§ Exercise details: Please copy the material below word for word, starting with the line that contains "the form [23,356]." and going on through the line that contains "Target: woman wearing white hijab", both included.

§ Dataset rows:
● ● ● ● ●
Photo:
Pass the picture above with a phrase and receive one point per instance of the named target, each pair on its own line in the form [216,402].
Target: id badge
● ● ● ● ●
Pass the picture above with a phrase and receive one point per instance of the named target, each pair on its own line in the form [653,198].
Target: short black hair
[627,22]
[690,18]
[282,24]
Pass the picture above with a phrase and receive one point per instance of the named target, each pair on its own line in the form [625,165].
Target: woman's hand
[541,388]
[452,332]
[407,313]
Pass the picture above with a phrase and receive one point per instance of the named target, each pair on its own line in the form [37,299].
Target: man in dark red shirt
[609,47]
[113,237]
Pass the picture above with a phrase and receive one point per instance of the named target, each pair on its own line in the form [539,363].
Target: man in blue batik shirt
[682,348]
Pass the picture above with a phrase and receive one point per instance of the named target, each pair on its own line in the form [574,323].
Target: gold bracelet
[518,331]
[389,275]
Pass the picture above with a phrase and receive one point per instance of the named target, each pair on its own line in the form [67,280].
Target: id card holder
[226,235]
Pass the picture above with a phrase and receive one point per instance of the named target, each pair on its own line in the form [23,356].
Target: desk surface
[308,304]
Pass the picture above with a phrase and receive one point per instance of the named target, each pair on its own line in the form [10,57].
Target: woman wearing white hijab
● ● ● ● ●
§ Written response:
Pass the picture above with a phrase and receive one point per instance of the named target, each pair on its own line in the form [23,356].
Target: desk surface
[308,304]
Pass the picture above with a phrase and receive one point per instance of the named target, each pair on its own line in the form [10,57].
Target: woman wearing white hijab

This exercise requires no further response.